PAGE EXCERPT |
KYLE O’REILLY
News Reporter
What do you get when you put law students, business students and biology students in the same room? Sit in on a meeting of Creighton’s Bioscience Entrepreneurship Program and you just might find out.
The Creighton University Bioscience Entrepreneurship Program is a one-year interdisciplinary program sponsored by the National Science Foundation. It brings together students from different schools of study to work to bring new medical technology to the market.
The program was started in 2008 when it received a grant from the National Science Foundation.
“The B.E.P. is an amazing program for students all over Creighton,” said director Anne York. “It’s able to take huge advantage of the three schools here at Creighton. You really have to know law, business and medicine to make it in this field. It’s essential. We’re making our students multilingual in that sense.”
The students in the program also find the different perspectives brought by all the majors to be important.
“It’s the brilliance of the program,” said Business senior Steven Kelly. “Working with different majors is just a taste of how the real world is going to be. On the other hand, the real plus of working with different majors is that everyone has a different perspective, usually coming from their major.”

EXERCISE REQUIREMENTS |
1. In the article on Creighton's Bioscience Entrepreneurship Program, rewrite the passage starting at "KYLE O’REILLY" and ending at "from the National Science Foundation.", switching "National Science Foundation" to "NSF".
2. According to the article on Creighton's Bioscience Entrepreneurship Program, in what year was the program started?
3. Name every person mentioned by name in the article on Creighton's Bioscience Entrepreneurship Program.

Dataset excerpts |
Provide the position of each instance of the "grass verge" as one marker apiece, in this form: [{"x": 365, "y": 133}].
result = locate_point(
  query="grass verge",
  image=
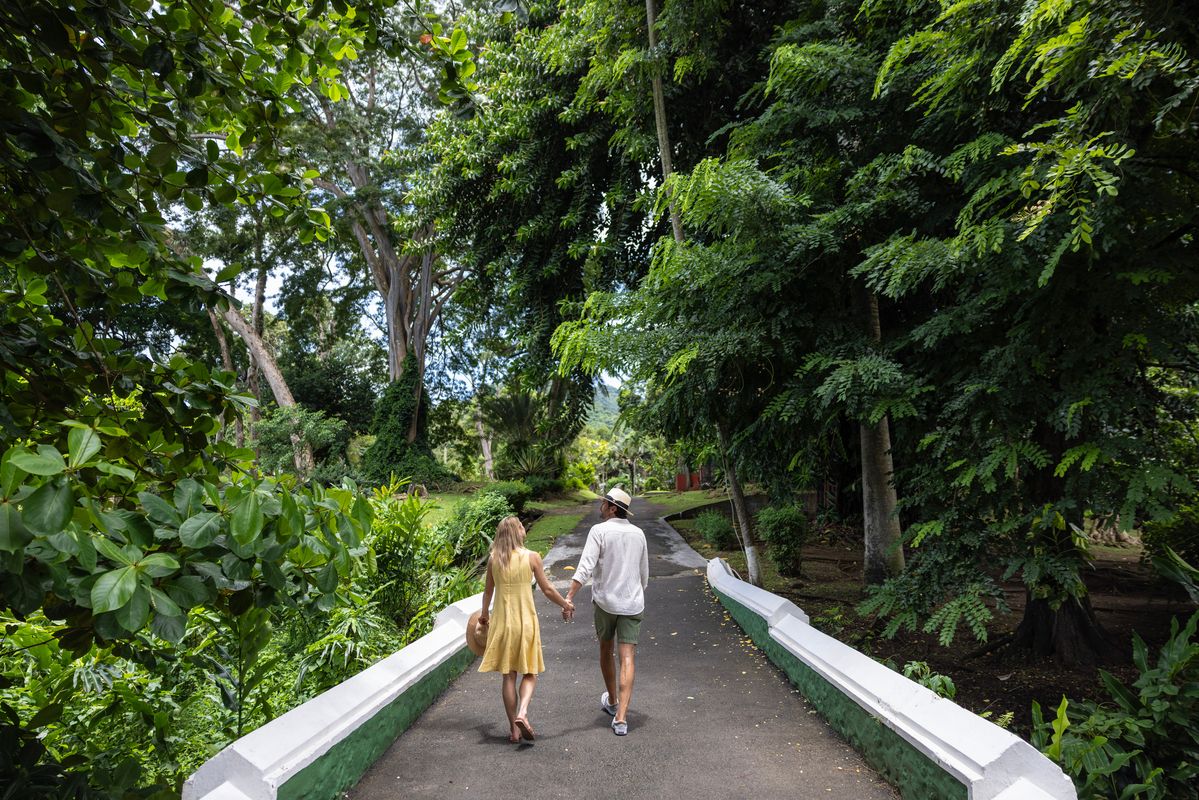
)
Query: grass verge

ANSWERS TO EACH TASK |
1.
KYLE O’REILLY
News Reporter
What do you get when you put law students, business students and biology students in the same room? Sit in on a meeting of Creighton’s Bioscience Entrepreneurship Program and you just might find out.
The Creighton University Bioscience Entrepreneurship Program is a one-year interdisciplinary program sponsored by the NSF. It brings together students from different schools of study to work to bring new medical technology to the market.
The program was started in 2008 when it received a grant from the NSF.

2. 2008

3. Kyle O’Reilly, Anne York, Steven Kelly